Image location labeling entries:

========

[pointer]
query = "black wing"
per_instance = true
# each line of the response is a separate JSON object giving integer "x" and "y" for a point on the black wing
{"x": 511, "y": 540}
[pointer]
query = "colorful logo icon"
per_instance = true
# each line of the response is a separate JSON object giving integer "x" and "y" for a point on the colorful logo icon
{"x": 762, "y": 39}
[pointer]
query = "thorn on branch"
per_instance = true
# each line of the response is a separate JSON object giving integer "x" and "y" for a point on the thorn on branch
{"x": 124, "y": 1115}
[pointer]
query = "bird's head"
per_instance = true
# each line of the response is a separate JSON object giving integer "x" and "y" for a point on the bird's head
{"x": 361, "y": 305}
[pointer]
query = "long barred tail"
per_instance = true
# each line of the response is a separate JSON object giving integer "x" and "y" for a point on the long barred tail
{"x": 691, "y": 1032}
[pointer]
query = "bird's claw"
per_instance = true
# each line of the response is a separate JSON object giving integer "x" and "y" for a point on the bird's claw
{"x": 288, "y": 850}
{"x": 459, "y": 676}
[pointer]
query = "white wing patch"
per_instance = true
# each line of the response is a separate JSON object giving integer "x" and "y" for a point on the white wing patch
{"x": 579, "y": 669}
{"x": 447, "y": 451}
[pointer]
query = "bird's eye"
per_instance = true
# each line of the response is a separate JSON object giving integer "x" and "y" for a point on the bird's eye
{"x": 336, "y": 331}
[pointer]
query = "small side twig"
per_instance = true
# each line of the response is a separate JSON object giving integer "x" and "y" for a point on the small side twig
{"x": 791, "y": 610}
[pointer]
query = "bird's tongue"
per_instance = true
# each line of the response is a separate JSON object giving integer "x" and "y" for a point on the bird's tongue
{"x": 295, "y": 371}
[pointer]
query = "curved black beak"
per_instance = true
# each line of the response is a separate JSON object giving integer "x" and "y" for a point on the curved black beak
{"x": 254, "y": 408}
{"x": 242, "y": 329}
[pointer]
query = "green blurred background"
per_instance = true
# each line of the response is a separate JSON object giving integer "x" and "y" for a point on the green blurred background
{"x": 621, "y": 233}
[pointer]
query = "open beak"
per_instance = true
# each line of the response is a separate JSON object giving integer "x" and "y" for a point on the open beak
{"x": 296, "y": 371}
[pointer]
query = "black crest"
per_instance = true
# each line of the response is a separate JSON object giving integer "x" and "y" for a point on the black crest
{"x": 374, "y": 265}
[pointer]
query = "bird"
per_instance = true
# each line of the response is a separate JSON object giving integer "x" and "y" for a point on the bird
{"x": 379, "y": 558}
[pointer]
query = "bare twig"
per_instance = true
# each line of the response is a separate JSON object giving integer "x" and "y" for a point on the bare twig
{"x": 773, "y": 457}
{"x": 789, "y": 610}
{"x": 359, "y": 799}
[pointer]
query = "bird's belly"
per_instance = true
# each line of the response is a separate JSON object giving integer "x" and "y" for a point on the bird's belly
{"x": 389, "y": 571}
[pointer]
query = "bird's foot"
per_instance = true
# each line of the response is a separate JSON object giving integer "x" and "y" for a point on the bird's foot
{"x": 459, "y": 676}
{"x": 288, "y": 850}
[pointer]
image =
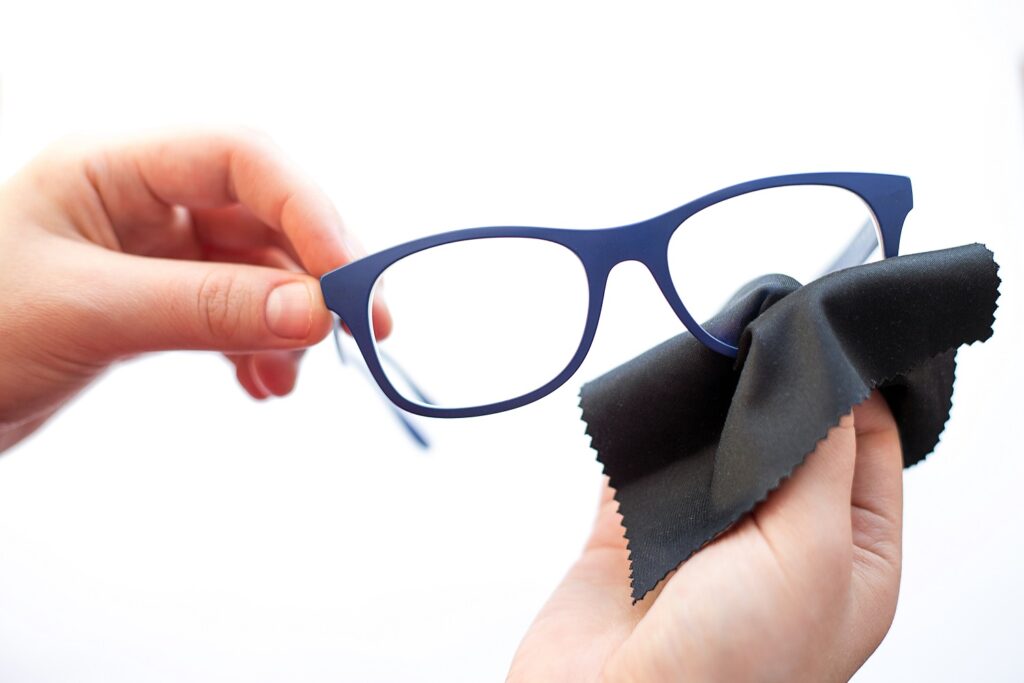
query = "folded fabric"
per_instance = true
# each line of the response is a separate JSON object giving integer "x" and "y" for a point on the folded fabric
{"x": 691, "y": 440}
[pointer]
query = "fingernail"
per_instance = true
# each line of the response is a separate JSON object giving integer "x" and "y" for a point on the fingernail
{"x": 289, "y": 310}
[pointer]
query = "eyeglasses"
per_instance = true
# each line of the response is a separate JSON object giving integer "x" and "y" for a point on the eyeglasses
{"x": 491, "y": 318}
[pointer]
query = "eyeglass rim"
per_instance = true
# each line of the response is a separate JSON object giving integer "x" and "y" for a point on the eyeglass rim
{"x": 347, "y": 290}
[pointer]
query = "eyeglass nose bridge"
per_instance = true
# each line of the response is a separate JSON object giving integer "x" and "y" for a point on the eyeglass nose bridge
{"x": 645, "y": 243}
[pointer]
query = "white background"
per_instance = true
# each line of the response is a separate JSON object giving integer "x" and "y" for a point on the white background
{"x": 165, "y": 527}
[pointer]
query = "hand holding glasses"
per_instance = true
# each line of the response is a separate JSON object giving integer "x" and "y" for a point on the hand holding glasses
{"x": 491, "y": 318}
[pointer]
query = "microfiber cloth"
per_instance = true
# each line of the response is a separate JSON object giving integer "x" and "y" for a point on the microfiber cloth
{"x": 691, "y": 439}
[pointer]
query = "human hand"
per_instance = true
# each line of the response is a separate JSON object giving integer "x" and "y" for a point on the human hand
{"x": 802, "y": 589}
{"x": 186, "y": 241}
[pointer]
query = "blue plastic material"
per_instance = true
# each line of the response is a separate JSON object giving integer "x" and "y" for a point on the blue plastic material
{"x": 347, "y": 290}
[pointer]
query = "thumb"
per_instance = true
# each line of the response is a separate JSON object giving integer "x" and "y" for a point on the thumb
{"x": 159, "y": 304}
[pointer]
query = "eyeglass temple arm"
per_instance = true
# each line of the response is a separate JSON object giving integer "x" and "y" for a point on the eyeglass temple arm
{"x": 414, "y": 432}
{"x": 858, "y": 250}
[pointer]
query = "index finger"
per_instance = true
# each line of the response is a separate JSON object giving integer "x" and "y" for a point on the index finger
{"x": 217, "y": 168}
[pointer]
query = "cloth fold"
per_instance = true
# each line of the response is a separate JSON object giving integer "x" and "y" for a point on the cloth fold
{"x": 691, "y": 440}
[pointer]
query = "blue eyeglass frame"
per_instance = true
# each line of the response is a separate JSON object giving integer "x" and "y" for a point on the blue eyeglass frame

========

What is expected:
Skipping the pictures, transcribe each line above exactly as it appears.

Worked solution:
[pointer]
query = "black wing"
per_instance = true
# each line of the response is a separate JSON object giving integer "x" and "y" for a point on the black wing
{"x": 511, "y": 540}
[pointer]
query = "colorful logo icon"
per_instance = true
# each line of the response is a separate JSON object giving integer "x" and "y" for a point on the colorful logo icon
{"x": 762, "y": 39}
[pointer]
query = "thorn on branch"
per_instance = true
# each line of the response is a separate JSON object giving integer "x" and "y" for a point on the thorn on branch
{"x": 124, "y": 1115}
[pointer]
query = "bird's head"
per_instance = true
# each line of the response is a separate JSON object giving integer "x" and "y" for a point on the bird's head
{"x": 361, "y": 305}
[pointer]
query = "long barred tail"
per_instance = true
# each line of the response is a separate JSON object giving integer "x" and "y" for a point on the long barred tail
{"x": 691, "y": 1032}
[pointer]
query = "bird's claw"
per_instance = true
# each line of the response is a separate JSON object giving integer "x" and "y" for a point on the bird's claw
{"x": 288, "y": 850}
{"x": 459, "y": 676}
[pointer]
query = "white wing patch"
per_instance = true
# each line of the response is a separate JSON object giving integer "x" and "y" for a point on the white wing patch
{"x": 579, "y": 669}
{"x": 447, "y": 451}
[pointer]
query = "bird's eye"
per_instance = true
# each line of the response is a separate JSON object giving integer "x" and "y" for a point on the bird's eye
{"x": 336, "y": 331}
[pointer]
query = "small side twig"
per_instance = true
# each line of the response is a separate JSON object giving integer "x" and "y" for a point on the small side twig
{"x": 791, "y": 610}
[pointer]
query = "bird's tongue"
per_instance = true
# each line of the response is a separate JSON object giving integer "x" and "y" for a point on the bird's tongue
{"x": 295, "y": 371}
[pointer]
query = "curved black beak"
per_instance = true
# each line of the response is a separate JSON object giving integer "x" and "y" for a point on the curved black beak
{"x": 254, "y": 408}
{"x": 242, "y": 329}
[pointer]
query = "green blurred background"
per_instance = true
# each line of the response is a separate JSON object giving integer "x" and "y" for a point on the green blurred background
{"x": 621, "y": 233}
[pointer]
query = "open beak"
per_instance = true
# each line of the response is a separate JSON object giving integer "x" and "y" for a point on the open beak
{"x": 296, "y": 371}
[pointer]
query = "black crest"
per_instance = true
# each line of the response is a separate JSON object giving integer "x" and "y" for a point on the black crest
{"x": 374, "y": 265}
[pointer]
query = "bird"
per_instance = true
# each line of the response is a separate JSON object giving integer "x" and "y" for a point on the bird
{"x": 379, "y": 558}
[pointer]
query = "bare twig"
per_instance = true
# each line of the response is a separate JSON object giving integer "x" and "y" for a point on the bare twig
{"x": 773, "y": 457}
{"x": 789, "y": 610}
{"x": 359, "y": 799}
[pointer]
query = "bird's belly"
per_instance = true
# each line of the response is a separate JSON object giving integer "x" and "y" for a point on the bird's belly
{"x": 389, "y": 571}
[pointer]
query = "bird's foot"
per_instance = true
# each line of the response is a separate JSON object giving integer "x" and "y" for a point on the bird's foot
{"x": 459, "y": 676}
{"x": 288, "y": 850}
[pointer]
image =
query = "folded fabric"
per_instance = true
# each line of the response is a separate JSON object giving integer "x" and "y" for a point on the folded fabric
{"x": 691, "y": 440}
[pointer]
query = "fingernail"
per_instance = true
# each line of the response is a separate JSON object giving integer "x" and "y" for a point on the fingernail
{"x": 289, "y": 310}
[pointer]
query = "eyeglasses"
per_instance = true
# each line of the response is a separate JSON object giving integer "x" and "y" for a point on the eyeglasses
{"x": 491, "y": 318}
[pointer]
query = "eyeglass rim"
per_instance = true
# each line of the response is a separate JSON object giving integer "x" and "y" for a point on the eyeglass rim
{"x": 347, "y": 290}
[pointer]
query = "eyeglass nose bridge"
per_instance = true
# each line of the response is a separate JSON object giving integer "x" and "y" for a point on the eyeglass nose bridge
{"x": 645, "y": 243}
[pointer]
query = "white background"
per_instance = true
# each line of the response is a separate JSON object giving integer "x" and "y" for a point on the white background
{"x": 165, "y": 527}
[pointer]
query = "hand holding glasses"
per_instance = true
# each line of the response is a separate JSON object giving integer "x" and "y" for a point on the hand holding glasses
{"x": 491, "y": 318}
[pointer]
query = "microfiber cloth"
per_instance = true
# each line of the response is a separate JSON object giving integer "x" and "y" for a point on the microfiber cloth
{"x": 691, "y": 439}
[pointer]
query = "human hand"
per_instance = true
# each line of the response is a separate JSON object giving integer "x" and "y" for a point on the human hand
{"x": 802, "y": 589}
{"x": 186, "y": 241}
[pointer]
query = "blue plastic material"
per_instance = true
# each line of the response is a separate JSON object giving integer "x" and "y" for a point on the blue plastic material
{"x": 347, "y": 290}
[pointer]
query = "thumb"
per_instance = true
# each line of the response is a separate JSON object giving integer "x" and "y" for a point on the thumb
{"x": 159, "y": 304}
[pointer]
query = "eyeglass temple arm"
per_instance = true
# each line of the response is a separate JSON object giving integer "x" and "y" for a point on the eyeglass temple arm
{"x": 414, "y": 432}
{"x": 858, "y": 250}
[pointer]
query = "index finger"
per_instance = true
# each line of the response is a separate JSON object giving integer "x" and "y" for a point on the index finger
{"x": 217, "y": 168}
[pointer]
query = "cloth fold"
per_instance = true
# each line of the response is a separate JSON object giving integer "x" and "y" for a point on the cloth fold
{"x": 691, "y": 440}
[pointer]
query = "blue eyeglass frame"
per_instance = true
# each line of the response is a separate JSON object giving integer "x" and "y" for a point on the blue eyeglass frame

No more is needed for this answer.